Without any of the pictures, transcribe all the lines below exactly.

--- Entries supplied ---

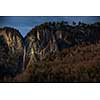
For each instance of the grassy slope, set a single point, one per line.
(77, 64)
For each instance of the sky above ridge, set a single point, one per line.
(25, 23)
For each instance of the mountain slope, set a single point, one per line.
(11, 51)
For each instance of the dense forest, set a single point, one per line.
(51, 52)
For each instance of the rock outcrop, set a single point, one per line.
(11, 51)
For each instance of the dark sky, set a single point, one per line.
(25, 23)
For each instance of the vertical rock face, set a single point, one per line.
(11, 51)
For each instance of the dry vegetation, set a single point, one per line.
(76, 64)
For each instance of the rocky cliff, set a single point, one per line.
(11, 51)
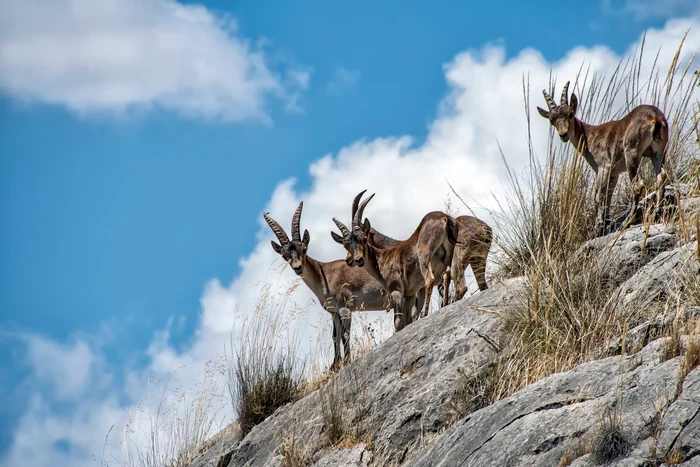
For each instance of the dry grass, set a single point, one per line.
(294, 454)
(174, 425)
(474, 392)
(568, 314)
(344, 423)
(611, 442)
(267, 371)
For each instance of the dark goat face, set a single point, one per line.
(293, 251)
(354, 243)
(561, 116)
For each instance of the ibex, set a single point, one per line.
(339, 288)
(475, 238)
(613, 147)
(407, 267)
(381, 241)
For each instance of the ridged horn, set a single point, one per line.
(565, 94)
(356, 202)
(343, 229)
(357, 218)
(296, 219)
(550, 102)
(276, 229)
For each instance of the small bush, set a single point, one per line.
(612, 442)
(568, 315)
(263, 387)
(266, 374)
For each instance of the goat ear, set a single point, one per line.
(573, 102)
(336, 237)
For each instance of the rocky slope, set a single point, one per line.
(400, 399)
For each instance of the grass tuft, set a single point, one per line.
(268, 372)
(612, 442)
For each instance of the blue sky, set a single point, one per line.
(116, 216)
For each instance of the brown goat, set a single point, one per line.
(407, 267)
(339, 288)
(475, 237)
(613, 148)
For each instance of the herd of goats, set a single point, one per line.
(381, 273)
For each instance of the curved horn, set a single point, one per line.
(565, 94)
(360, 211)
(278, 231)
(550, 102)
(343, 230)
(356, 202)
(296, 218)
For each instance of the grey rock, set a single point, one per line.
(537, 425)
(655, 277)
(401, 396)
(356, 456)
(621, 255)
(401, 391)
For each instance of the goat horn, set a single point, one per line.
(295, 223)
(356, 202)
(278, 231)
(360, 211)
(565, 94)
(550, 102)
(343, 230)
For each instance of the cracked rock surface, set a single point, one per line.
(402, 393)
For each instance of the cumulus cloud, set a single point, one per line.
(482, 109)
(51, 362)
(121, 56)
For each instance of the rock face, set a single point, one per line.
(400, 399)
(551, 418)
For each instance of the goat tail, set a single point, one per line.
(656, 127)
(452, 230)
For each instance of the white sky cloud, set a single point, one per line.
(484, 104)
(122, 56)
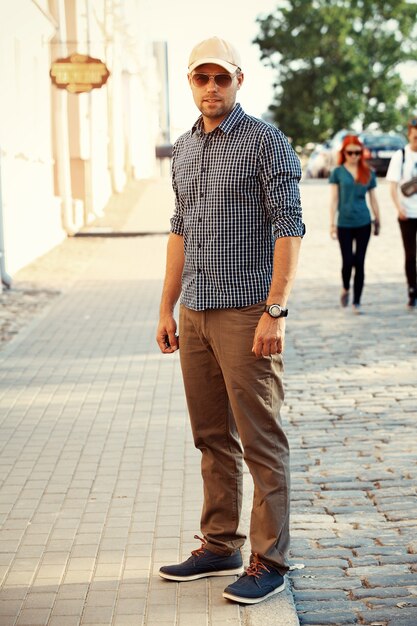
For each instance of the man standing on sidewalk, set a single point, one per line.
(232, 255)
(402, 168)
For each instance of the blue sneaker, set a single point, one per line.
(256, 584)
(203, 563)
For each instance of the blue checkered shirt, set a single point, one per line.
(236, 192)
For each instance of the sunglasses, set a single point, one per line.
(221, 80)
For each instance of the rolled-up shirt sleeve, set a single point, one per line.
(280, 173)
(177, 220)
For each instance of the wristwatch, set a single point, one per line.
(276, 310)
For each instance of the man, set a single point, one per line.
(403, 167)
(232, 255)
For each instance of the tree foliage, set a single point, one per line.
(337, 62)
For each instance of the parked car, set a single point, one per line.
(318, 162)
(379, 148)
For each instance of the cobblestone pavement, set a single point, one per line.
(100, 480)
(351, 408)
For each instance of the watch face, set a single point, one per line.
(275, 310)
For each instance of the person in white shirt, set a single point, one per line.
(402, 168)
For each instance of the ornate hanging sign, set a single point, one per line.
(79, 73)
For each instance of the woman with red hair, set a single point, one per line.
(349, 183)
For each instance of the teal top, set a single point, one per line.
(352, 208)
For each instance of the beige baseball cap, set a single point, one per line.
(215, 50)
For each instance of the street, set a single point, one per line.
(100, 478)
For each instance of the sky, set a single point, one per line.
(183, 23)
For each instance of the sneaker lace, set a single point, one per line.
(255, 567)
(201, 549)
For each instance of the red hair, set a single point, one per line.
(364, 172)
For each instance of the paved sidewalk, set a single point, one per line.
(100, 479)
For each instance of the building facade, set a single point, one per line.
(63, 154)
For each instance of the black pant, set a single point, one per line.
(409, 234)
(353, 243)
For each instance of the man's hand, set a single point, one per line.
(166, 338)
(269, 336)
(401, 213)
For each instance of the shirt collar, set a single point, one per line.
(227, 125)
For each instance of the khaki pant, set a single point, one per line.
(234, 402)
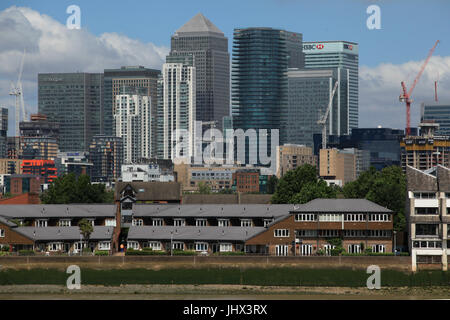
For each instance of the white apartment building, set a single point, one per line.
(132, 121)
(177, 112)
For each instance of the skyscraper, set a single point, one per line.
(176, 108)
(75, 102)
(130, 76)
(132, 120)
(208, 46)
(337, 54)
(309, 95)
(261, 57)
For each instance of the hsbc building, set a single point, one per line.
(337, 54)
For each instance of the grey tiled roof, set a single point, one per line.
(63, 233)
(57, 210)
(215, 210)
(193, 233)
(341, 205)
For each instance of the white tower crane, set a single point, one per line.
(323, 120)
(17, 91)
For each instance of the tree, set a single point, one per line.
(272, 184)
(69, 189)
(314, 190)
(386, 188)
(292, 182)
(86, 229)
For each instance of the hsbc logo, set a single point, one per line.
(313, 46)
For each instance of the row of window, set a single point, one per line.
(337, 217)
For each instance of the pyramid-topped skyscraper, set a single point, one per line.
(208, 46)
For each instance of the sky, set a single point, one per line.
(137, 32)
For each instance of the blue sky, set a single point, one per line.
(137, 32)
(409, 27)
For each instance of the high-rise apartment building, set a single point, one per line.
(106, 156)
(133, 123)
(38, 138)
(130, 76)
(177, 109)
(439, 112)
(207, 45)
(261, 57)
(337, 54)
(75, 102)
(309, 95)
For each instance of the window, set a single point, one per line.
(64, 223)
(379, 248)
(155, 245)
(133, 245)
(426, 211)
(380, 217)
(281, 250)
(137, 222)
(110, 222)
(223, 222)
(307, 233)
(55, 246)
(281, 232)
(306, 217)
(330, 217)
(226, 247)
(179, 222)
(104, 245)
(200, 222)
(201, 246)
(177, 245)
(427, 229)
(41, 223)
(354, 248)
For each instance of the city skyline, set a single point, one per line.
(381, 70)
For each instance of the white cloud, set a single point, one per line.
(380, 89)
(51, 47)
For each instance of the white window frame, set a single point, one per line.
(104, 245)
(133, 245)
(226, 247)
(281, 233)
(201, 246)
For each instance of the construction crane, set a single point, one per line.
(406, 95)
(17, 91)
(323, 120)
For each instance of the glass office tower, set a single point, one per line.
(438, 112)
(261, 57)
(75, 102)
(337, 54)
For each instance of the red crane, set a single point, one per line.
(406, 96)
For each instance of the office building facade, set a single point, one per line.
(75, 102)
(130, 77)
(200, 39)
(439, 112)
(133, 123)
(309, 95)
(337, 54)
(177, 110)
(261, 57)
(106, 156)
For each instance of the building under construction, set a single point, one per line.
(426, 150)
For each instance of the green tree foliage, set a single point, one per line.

---

Your response:
For each instance of the grassy slope, set a single point, one per line.
(77, 64)
For each instance of the sky above ridge, set a single point, one per line.
(25, 23)
For each instance of the mountain slope, set a single point, one per line.
(11, 51)
For each instance of the dense forest, set a single point, one per line.
(51, 52)
For each instance of the rock outcrop, set a single point, one per line.
(11, 51)
For each instance of the dark sky, set a single point, one per line.
(25, 23)
For each instance of the vertical rock face, set a single point, one per line.
(11, 51)
For each instance of the dry vegetation, set a single point, one per line.
(76, 64)
For each instance of the rocky cliff, set a single point, one per line.
(11, 51)
For each instance of the dry grass, set a single point, one per line.
(294, 454)
(174, 425)
(474, 392)
(568, 314)
(344, 423)
(611, 442)
(267, 371)
For each instance of the dark goat face, set a single point, one per line.
(293, 251)
(354, 243)
(561, 116)
For each instance of the ibex, set a single point, one per line.
(339, 288)
(475, 238)
(613, 147)
(407, 267)
(381, 241)
For each instance of the ridged horn, set a single point, one per line.
(565, 94)
(356, 202)
(343, 229)
(357, 218)
(296, 219)
(550, 102)
(276, 229)
For each instance of the small bush, set a single point, one per line.
(612, 442)
(568, 315)
(263, 387)
(266, 374)
For each instance of the goat ear, set a single point, one per line.
(573, 102)
(336, 237)
For each instance of the rocky slope, set a single point, one per line.
(400, 399)
For each instance of the grass tuft, set a single point, one per line.
(268, 372)
(612, 442)
For each instance of the blue sky, set a single point, one per line.
(116, 216)
For each instance of the brown goat, set a single point, one per line.
(407, 267)
(339, 288)
(475, 237)
(613, 148)
For each instance of the herd of goats, set a single point, one per line.
(381, 273)
For each instance of the curved horn, set a single point, one per line.
(565, 94)
(360, 211)
(278, 231)
(550, 102)
(343, 230)
(356, 202)
(296, 218)
For each instance of the grey rock, set a single point, one per line.
(537, 425)
(655, 277)
(401, 396)
(356, 456)
(621, 255)
(401, 391)
For each instance of the goat horn, set a single point, one per line.
(295, 223)
(356, 202)
(278, 231)
(360, 211)
(565, 94)
(550, 102)
(343, 230)
For each instance of the cracked rock surface, set a single point, one per line.
(402, 393)
For each instance of the cumulus cloud, set a single point, one per line.
(482, 109)
(51, 362)
(121, 56)
For each instance of the rock face, set a single point, one per line.
(400, 399)
(551, 418)
For each instance of the goat tail, set a single point, one per line.
(656, 127)
(452, 230)
For each instance of the white sky cloud, set a single point, one per line.
(484, 104)
(122, 56)
For each instance of the man standing on sidewalk, set a single point, one per line.
(232, 255)
(402, 168)
For each instance of the blue sneaker, set a single point, one per line.
(256, 584)
(203, 563)
For each instance of the blue checkered shirt, set a single point, one per line.
(236, 192)
For each instance of the sunglasses, set a single point, one per line.
(221, 80)
For each instance of the rolled-up shirt sleeve, set a single point, one per line.
(280, 173)
(177, 220)
For each instance of the wristwatch, set a single point, one per line.
(276, 310)
For each instance of the man, set a single point, one per line.
(403, 167)
(232, 255)
For each instance of the tree foliage, set a single point, one per line.
(337, 62)
For each instance of the parked car, set a single point, one per line.
(318, 162)
(379, 148)
For each instance of the cobblestone pavement, set a single point, one per line.
(100, 480)
(351, 408)
For each instance of the watch face, set a single point, one per line.
(275, 310)
For each instance of the person in white shirt, set a single point, one per line.
(402, 168)
For each instance of the ornate hanging sign, set a single point, one per line.
(79, 73)
For each instance of the woman with red hair, set a single point, one per line.
(349, 183)
For each instance of the teal top, set a single point, one per line.
(352, 208)
For each instance of the beige baseball cap, set a single point, one per line.
(215, 50)
For each instance of the street, set a single point, one per line.
(100, 478)
For each instance of the sky, set a single point, one per line.
(183, 23)
For each instance of the sneaker lace, set a single point, one per line.
(255, 567)
(201, 549)
For each instance of the red hair, set a single point, one per line.
(364, 172)
For each instance of the paved sidewalk, set a single point, one per line.
(100, 479)
For each instance of the building facade, set a single point, one per line.
(63, 154)
For each instance of the black pant, set a single point, one per line.
(409, 234)
(353, 243)
For each instance of the man's hand, set a single point, one per line.
(166, 338)
(269, 336)
(401, 213)
For each instance of the shirt collar, set a single point, one per line.
(227, 125)
For each instance of the khaki pant, set a single point, one per line.
(234, 402)
For each instance of the white apartment building, set a single point, one per line.
(132, 121)
(177, 112)
For each instance of the skyscraper, set a single point, one per line.
(176, 108)
(75, 102)
(130, 76)
(132, 120)
(208, 46)
(337, 54)
(309, 95)
(261, 57)
For each instance of the hsbc building, set a single point, one per line.
(337, 54)
For each instance of the grey tiled roof, set a single point, one per line.
(63, 233)
(57, 210)
(215, 210)
(193, 233)
(341, 205)
For each instance of the white tower crane, set a single point, one per line.
(323, 120)
(17, 91)
For each instance of the tree, set a single point, one per line.
(272, 184)
(69, 189)
(314, 190)
(386, 188)
(292, 182)
(86, 229)
For each instance of the hsbc logo, set a single point, one per line.
(313, 46)
For each instance of the row of window, set a single point, one per line.
(337, 217)
For each instance of the pyramid-topped skyscraper, set a single point, one per line.
(208, 46)
For each instance of the sky, set a single point, one per line.
(137, 32)
For each instance of the blue sky, set a single point, one per line.
(137, 32)
(409, 27)
For each instance of the high-rise apartment building, set a single point, one per line.
(106, 156)
(133, 123)
(38, 138)
(130, 76)
(177, 109)
(439, 112)
(207, 45)
(261, 57)
(337, 54)
(75, 102)
(309, 95)
For each instance of the window, set a single point, one per line.
(64, 223)
(379, 248)
(155, 245)
(133, 245)
(426, 211)
(380, 217)
(281, 250)
(137, 222)
(110, 222)
(223, 222)
(307, 233)
(55, 246)
(281, 232)
(306, 217)
(330, 217)
(226, 247)
(179, 222)
(104, 245)
(200, 222)
(201, 246)
(177, 245)
(427, 229)
(41, 223)
(354, 248)
For each instance of the city skyline, set a single point, one per line.
(381, 70)
For each instance of the white cloud, set a single point, one per line.
(380, 89)
(51, 47)
For each instance of the white window frame, set a single point, one per line.
(104, 245)
(133, 245)
(226, 247)
(281, 233)
(201, 246)
For each instance of the construction crane, set a single point, one per line.
(406, 95)
(17, 91)
(323, 120)
For each instance of the glass office tower, set a single point, one per line.
(438, 112)
(261, 57)
(75, 102)
(337, 54)
For each instance of the red crane, set a single point, one per line.
(406, 96)
For each instance of the office building facade, set a single point, one per line.
(75, 102)
(130, 77)
(200, 39)
(439, 112)
(133, 123)
(309, 95)
(337, 54)
(177, 110)
(261, 57)
(106, 156)
For each instance of the building under construction, set a single point, one per line.
(426, 150)
For each instance of the green tree foliage, set a single point, one per line.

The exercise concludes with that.